▸ **Instruções**
(A) No relato sobre a venda de biju, há quantos anos existe o ferro da matraca?
(B) Explique, com base no relato sobre a venda de biju, por que o tambor é colocado inclinado para o lado de quem vende.
(C) Continue o relato sobre a venda de biju a partir da última frase apresentada.

▸ **Trecho selecionado**
..........

É importante você saber como carregar o biju, pois ele fica todo empilhadinho e é muito frágil. Até o jeito de colocar o tambor na calçada para atender o freguês é importante. Porque, se eu colocar o tambor virado para lá, ele vai tombar e quebrar. Sempre coloco o tambor inclinado um pouco para o meu lado e vou tirando sempre do lado de lá. A cor azul do tambor vem da tradição de quando meu pai tinha a fábrica, porém era um azul mais forte um pouco. Depois que eu e meus irmãos remontamos a fábrica, resolvemos usar esse azul mais claro.
O biju tradicional é vendido com a ajuda da matraca. Sem a matraca, eu não vendo nada, fico sendo um vendedor sem o equipamento completo! A gente passa na rua batendo e o pessoal às vezes está lá no andar de cima do prédio, escuta e já sabe que é o vendedor de biju. O algodão doce é a buzina e o biju é a matraca… Essa aqui deve ter uns 2 anos. Esse ferro tem 19 anos, desde quando eu recomecei. De tempo em tempo tem que trocar a madeira porque ela vai batendo e soltando lasca.

..........

▸ **Dados de origem**
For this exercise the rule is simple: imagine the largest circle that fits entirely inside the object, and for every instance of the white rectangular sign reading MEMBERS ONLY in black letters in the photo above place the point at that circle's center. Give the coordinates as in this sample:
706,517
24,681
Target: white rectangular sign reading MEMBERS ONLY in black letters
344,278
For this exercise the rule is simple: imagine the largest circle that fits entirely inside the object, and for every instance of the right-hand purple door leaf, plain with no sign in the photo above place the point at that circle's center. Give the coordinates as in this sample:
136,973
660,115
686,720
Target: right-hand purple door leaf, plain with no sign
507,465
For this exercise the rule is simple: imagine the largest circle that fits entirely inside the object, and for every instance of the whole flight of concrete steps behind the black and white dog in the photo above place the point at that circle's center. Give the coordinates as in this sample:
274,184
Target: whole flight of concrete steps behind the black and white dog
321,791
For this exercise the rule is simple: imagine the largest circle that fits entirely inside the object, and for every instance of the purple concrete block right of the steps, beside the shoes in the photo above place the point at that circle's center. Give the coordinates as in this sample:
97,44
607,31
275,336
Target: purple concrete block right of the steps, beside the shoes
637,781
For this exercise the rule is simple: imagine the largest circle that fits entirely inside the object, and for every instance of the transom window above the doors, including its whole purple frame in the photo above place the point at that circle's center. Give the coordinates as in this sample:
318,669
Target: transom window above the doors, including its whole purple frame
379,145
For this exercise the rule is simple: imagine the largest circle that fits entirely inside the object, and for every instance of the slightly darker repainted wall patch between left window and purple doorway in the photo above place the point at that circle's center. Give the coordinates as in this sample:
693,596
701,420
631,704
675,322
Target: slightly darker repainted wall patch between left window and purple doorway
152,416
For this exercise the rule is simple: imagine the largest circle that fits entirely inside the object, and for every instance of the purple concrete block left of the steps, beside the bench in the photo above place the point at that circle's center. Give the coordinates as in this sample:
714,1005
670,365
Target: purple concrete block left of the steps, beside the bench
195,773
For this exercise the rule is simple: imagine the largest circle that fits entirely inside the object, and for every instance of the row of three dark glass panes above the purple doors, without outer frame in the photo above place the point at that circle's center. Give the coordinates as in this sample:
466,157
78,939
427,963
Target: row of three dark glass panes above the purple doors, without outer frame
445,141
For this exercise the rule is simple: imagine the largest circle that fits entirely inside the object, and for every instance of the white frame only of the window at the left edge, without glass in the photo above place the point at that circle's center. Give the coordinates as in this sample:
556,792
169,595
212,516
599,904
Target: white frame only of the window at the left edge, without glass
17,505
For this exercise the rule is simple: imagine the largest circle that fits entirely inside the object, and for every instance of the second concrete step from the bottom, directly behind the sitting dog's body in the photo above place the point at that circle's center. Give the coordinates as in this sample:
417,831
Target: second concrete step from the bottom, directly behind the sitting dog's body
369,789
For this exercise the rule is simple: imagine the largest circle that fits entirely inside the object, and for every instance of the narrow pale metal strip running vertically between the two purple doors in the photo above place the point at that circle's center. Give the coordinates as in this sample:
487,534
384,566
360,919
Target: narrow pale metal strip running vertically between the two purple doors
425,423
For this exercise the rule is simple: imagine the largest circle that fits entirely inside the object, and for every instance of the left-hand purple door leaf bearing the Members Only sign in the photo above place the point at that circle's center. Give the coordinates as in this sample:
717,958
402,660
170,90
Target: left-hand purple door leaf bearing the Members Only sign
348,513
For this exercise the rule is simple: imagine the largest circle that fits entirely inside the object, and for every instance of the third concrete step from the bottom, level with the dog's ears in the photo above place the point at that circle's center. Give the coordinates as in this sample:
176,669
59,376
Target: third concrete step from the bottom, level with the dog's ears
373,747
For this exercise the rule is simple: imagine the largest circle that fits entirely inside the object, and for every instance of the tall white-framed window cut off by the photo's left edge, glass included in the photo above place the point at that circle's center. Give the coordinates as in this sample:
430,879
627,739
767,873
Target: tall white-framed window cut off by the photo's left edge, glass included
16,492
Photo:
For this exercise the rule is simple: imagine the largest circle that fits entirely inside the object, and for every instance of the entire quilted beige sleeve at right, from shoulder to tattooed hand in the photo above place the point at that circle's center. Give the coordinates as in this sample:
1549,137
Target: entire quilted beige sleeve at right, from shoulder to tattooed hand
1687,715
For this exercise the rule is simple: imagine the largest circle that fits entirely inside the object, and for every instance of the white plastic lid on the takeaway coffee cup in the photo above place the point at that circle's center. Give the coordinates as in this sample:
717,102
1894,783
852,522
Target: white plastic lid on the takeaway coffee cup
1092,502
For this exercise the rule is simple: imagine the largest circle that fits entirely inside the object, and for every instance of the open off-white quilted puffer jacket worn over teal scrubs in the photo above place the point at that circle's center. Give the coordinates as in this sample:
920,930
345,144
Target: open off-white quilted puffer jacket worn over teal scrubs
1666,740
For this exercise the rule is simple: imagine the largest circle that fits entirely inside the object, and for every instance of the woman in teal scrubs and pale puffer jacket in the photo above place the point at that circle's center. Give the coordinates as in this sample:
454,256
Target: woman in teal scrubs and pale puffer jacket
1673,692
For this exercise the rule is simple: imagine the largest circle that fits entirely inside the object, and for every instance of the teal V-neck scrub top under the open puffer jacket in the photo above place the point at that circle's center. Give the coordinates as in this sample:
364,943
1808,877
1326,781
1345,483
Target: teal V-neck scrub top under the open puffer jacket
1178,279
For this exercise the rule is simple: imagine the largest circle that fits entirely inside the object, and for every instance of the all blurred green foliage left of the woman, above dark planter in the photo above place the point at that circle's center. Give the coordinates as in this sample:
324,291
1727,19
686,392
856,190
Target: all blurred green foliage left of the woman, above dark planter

..........

▸ **Respostas por tarefa**
(A) O ferro tem 19 anos.

(B) O tambor fica inclinado um pouco para o lado de quem vende porque, se fosse colocado virado para o outro lado, tombaria e quebraria o biju, que é muito frágil e fica todo empilhado.

(C)
No começo, eu batia a matraca de outro jeito, mas, como estava cansando muito a mão, mudei o jeito de bater. O barulho também depende da madeira. Se ela for mais velha e ressecada, o barulho fica mais agudo. Se for uma madeira mais nobre e verde, o barulho fica mais fraco, abafado. Tem cliente que desce do prédio porque já me reconhece pelo barulho da matraca, pelo jeito particular de bater a matraca. Cada um dos meus irmãos bate a matraca de um jeito diferente.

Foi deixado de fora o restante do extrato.